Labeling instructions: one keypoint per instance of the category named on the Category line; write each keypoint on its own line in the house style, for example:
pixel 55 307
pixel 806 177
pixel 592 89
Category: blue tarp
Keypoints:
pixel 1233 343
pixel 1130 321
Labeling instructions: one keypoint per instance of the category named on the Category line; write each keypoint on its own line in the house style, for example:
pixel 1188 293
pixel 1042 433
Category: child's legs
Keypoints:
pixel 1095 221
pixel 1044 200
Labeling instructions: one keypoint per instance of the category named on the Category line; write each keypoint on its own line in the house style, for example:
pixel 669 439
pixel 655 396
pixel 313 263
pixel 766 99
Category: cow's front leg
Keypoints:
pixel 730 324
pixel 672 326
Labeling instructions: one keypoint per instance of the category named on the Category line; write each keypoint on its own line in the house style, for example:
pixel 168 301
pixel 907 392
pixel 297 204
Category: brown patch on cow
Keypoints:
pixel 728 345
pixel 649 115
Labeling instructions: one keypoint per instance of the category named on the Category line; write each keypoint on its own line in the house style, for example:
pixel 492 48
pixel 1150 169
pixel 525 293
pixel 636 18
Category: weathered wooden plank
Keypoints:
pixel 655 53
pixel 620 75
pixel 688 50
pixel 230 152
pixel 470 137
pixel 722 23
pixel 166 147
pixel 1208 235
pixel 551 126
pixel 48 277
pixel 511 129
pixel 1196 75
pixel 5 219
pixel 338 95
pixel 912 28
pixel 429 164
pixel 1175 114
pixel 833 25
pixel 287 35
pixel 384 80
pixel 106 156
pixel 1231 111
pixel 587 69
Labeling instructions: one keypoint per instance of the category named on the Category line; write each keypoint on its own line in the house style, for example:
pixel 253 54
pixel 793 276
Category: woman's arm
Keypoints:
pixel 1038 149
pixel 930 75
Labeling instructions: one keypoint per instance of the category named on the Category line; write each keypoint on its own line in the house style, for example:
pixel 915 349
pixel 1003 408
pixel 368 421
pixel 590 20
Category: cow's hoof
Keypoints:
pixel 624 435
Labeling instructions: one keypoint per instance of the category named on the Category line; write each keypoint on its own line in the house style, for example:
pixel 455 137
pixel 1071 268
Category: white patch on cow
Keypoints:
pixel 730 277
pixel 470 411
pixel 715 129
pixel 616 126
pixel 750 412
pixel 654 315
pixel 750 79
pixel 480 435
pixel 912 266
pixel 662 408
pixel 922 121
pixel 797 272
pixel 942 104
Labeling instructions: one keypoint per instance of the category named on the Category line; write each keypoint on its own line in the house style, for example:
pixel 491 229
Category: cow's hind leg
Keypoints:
------------------------------------------------------------
WORK TO BE COMPLETED » Copy all of the entries above word for word.

ANSWER »
Labeling instructions: one keypoint per instance of the category named on the Category line; write each keypoint on its own line in the house style, for example:
pixel 55 307
pixel 806 177
pixel 592 89
Category: blue tarp
Keypoints:
pixel 1233 343
pixel 1130 321
Labeling instructions: one keypoint per instance of the category named on the Category line; write each keypoint on its own line in the house style, for example:
pixel 1188 293
pixel 1042 433
Category: child's legs
Keypoints:
pixel 1095 221
pixel 1044 200
Labeling instructions: one keypoint per instance of the category named on the Category line; write each keypoint on its own line in the house style, for example:
pixel 669 439
pixel 655 396
pixel 313 263
pixel 766 99
Category: cow's front leg
Keypoints:
pixel 730 324
pixel 672 326
Labeling instructions: one keypoint per instance of the category named on the Category line; write each keypoint on its own line in the house style, for example:
pixel 168 301
pixel 907 392
pixel 297 204
Category: brown patch on cow
Keypoints:
pixel 728 345
pixel 649 115
Labeling instructions: one keypoint per instance of the category named on the Category line; write each keypoint on its own line in the house style, for example:
pixel 492 48
pixel 1150 169
pixel 525 293
pixel 636 18
Category: weathered wooden plank
Keypoints:
pixel 655 53
pixel 620 75
pixel 688 50
pixel 230 152
pixel 470 137
pixel 722 23
pixel 166 147
pixel 1208 235
pixel 551 126
pixel 48 277
pixel 511 129
pixel 1196 75
pixel 5 219
pixel 338 95
pixel 912 28
pixel 429 164
pixel 1175 114
pixel 833 25
pixel 287 35
pixel 384 80
pixel 106 156
pixel 1231 111
pixel 587 69
Labeling instructions: one keypoint per instance of the category named on the Category line; write each keypoint on its own line in the house style, for example:
pixel 253 54
pixel 793 276
Category: woman's arm
Keypoints:
pixel 1038 149
pixel 930 75
Labeling instructions: one keypoint per instance of the category named on the Category line; write each keypoint on its own line in the house style, for example:
pixel 915 349
pixel 1003 408
pixel 368 421
pixel 590 20
Category: cow's hoof
Keypoints:
pixel 624 435
Labeling instructions: one keypoint per instance of the category named on the Category line; write each keypoint on its own line in the house style, for example:
pixel 455 137
pixel 1071 268
Category: white patch on cow
Keypoints:
pixel 730 277
pixel 470 411
pixel 715 129
pixel 616 126
pixel 750 412
pixel 654 315
pixel 750 79
pixel 480 435
pixel 912 266
pixel 662 408
pixel 922 121
pixel 797 272
pixel 942 104
Labeling instructions: one keypoint per instance of the category named on the Category line; write each keypoint on its own line in the house style, for example:
pixel 491 229
Category: cow's hind leg
Keypoints:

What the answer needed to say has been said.